[Collected data]
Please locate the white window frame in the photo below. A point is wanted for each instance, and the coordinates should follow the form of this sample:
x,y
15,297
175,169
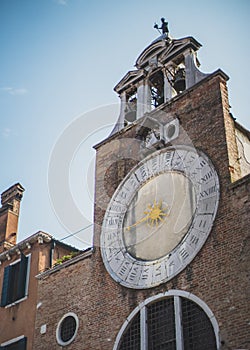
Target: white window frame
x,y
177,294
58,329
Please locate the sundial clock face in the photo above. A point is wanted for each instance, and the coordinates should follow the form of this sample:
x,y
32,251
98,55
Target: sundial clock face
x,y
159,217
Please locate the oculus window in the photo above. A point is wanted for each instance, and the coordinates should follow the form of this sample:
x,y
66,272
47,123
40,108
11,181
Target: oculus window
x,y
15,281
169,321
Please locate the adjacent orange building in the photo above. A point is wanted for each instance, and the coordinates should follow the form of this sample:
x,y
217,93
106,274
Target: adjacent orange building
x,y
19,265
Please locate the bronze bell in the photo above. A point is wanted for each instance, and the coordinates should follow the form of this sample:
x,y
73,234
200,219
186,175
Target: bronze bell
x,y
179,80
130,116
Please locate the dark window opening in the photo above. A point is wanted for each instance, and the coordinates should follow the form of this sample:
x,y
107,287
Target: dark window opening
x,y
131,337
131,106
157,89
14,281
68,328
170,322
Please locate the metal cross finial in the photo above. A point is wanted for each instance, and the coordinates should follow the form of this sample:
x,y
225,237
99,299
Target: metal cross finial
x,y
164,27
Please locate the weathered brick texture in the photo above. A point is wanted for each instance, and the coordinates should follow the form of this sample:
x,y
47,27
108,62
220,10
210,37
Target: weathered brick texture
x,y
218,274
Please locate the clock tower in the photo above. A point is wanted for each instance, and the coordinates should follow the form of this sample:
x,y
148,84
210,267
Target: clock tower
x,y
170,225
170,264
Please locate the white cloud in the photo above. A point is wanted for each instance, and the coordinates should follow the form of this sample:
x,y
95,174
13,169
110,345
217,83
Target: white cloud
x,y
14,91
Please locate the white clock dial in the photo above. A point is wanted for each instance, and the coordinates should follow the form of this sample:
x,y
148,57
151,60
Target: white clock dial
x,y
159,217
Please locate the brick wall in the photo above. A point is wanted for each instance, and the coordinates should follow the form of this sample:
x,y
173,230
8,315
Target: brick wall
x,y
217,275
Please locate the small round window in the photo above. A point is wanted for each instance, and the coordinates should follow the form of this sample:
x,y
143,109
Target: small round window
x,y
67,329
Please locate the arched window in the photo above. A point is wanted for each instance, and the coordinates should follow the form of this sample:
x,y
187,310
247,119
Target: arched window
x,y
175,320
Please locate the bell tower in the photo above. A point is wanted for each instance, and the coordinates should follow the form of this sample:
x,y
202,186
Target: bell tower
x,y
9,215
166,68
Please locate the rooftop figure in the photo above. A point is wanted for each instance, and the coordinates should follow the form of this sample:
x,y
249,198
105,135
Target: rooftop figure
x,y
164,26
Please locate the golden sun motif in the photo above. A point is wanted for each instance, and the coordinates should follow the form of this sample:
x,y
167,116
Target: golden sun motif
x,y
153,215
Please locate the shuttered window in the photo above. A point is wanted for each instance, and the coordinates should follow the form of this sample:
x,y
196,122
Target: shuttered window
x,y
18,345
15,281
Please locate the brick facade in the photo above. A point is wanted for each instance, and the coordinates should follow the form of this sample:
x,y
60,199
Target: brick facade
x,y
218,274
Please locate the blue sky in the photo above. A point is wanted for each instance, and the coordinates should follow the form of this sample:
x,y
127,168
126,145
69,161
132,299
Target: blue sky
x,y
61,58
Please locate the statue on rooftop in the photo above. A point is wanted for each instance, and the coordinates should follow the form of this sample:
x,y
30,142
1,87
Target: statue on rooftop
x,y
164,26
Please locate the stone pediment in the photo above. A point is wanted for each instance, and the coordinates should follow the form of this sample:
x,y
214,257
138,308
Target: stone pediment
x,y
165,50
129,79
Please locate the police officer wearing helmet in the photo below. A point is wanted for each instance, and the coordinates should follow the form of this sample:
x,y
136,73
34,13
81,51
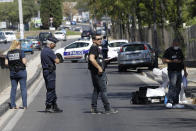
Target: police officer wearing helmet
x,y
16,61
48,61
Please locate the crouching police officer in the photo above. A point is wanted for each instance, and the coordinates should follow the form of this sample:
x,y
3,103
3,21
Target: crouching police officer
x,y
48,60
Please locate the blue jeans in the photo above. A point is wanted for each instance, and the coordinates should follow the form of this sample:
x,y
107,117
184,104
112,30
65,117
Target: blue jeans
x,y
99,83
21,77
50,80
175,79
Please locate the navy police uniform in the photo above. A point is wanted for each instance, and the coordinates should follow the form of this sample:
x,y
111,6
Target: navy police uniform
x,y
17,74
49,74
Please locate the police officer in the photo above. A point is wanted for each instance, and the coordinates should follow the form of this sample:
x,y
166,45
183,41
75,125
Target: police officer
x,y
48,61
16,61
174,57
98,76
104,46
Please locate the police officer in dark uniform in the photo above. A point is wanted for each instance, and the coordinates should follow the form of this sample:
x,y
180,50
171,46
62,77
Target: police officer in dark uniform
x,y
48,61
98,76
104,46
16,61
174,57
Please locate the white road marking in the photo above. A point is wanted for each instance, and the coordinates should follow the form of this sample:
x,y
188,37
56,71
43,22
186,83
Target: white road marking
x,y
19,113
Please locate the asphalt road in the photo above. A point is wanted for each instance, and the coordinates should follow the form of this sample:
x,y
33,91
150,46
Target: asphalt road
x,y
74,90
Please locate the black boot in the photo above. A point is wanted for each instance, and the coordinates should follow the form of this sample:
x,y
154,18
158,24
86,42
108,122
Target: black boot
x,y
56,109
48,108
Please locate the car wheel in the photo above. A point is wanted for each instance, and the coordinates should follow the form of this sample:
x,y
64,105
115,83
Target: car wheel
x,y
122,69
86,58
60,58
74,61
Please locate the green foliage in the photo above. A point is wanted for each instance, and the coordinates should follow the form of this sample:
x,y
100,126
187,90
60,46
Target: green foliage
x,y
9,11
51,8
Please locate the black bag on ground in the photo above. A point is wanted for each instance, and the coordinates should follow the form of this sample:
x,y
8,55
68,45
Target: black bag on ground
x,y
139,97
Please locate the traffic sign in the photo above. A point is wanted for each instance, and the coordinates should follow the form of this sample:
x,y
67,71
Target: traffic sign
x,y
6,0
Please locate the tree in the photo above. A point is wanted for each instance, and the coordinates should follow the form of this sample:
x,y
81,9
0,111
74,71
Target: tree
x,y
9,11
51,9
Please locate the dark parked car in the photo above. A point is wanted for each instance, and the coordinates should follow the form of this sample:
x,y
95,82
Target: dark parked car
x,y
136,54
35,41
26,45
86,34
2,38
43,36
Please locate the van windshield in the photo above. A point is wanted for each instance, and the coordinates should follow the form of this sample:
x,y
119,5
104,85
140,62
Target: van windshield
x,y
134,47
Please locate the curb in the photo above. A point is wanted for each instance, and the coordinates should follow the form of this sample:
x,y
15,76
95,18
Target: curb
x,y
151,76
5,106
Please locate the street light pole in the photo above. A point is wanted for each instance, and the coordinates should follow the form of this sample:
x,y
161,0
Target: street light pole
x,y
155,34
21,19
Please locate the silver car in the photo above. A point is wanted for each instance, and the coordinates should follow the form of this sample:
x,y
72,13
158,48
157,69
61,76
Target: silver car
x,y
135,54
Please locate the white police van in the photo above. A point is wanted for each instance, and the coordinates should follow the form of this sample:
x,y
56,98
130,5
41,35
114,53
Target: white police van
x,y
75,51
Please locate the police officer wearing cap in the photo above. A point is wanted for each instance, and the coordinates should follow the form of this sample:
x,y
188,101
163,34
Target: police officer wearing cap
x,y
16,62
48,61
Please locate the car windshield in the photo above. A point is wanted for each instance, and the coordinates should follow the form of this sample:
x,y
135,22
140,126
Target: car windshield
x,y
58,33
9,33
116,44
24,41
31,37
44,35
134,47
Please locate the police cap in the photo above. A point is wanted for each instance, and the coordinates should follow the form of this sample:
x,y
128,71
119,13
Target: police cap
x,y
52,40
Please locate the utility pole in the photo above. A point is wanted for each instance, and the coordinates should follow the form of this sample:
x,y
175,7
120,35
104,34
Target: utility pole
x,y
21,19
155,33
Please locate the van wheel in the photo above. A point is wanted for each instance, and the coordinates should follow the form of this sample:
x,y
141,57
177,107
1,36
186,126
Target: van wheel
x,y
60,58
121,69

==

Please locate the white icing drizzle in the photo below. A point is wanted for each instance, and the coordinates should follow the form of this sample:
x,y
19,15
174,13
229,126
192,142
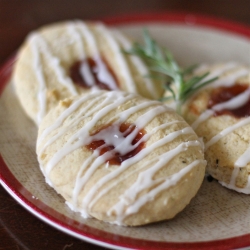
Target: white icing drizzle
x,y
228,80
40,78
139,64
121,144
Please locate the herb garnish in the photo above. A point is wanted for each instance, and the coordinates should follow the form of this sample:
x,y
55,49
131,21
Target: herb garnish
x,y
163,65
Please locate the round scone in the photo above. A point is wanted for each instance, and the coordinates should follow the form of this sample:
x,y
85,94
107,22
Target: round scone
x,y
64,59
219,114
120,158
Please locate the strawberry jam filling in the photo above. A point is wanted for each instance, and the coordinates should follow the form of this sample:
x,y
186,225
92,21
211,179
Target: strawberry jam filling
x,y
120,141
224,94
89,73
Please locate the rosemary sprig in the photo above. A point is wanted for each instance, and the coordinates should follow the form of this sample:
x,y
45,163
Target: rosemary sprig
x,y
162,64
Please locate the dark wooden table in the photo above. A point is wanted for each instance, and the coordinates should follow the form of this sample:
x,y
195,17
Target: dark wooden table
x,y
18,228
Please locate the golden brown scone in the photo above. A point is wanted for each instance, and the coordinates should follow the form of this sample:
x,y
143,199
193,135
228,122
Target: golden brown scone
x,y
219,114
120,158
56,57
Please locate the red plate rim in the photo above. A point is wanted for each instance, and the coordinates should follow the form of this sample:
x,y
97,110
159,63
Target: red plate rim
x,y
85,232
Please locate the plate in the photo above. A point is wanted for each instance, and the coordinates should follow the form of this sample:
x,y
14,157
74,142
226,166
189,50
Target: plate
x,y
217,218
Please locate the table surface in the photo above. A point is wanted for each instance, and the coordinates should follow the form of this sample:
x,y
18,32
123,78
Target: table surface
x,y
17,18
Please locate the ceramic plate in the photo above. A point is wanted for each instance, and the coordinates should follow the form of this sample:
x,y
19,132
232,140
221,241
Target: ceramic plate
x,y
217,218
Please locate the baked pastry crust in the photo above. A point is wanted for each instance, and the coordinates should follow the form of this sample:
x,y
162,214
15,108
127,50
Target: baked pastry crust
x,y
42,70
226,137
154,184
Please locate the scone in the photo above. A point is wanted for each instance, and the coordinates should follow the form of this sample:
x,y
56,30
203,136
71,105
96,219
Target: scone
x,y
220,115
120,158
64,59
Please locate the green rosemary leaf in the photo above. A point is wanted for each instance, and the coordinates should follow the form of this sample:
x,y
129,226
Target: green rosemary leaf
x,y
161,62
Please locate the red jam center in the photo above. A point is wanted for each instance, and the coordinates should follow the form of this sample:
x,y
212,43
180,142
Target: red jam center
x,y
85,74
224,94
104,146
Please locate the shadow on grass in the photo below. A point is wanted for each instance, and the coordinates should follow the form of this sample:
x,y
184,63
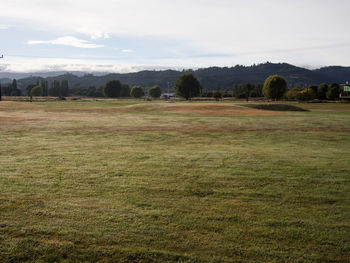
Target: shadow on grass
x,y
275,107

**Problem requirements**: Check each line above for the word "below", and copy the lines where it appears.

**Task result**:
Please locate the white window frame in the photo below. A point is wanted for each instance, and the coordinates should follow the form of this sample:
Please locate the police officer wearing helmet in the photo below. A point is wanted for each instance, and the coordinates should follow the form of this sample:
Please locate the white icing drizzle in the photo below. A point is wanted for each instance, and the coordinates should follow the form of this sample:
Please locate the shadow on grass in the photo below. A point is wanted for each instance, and the coordinates should follow the form of this sample:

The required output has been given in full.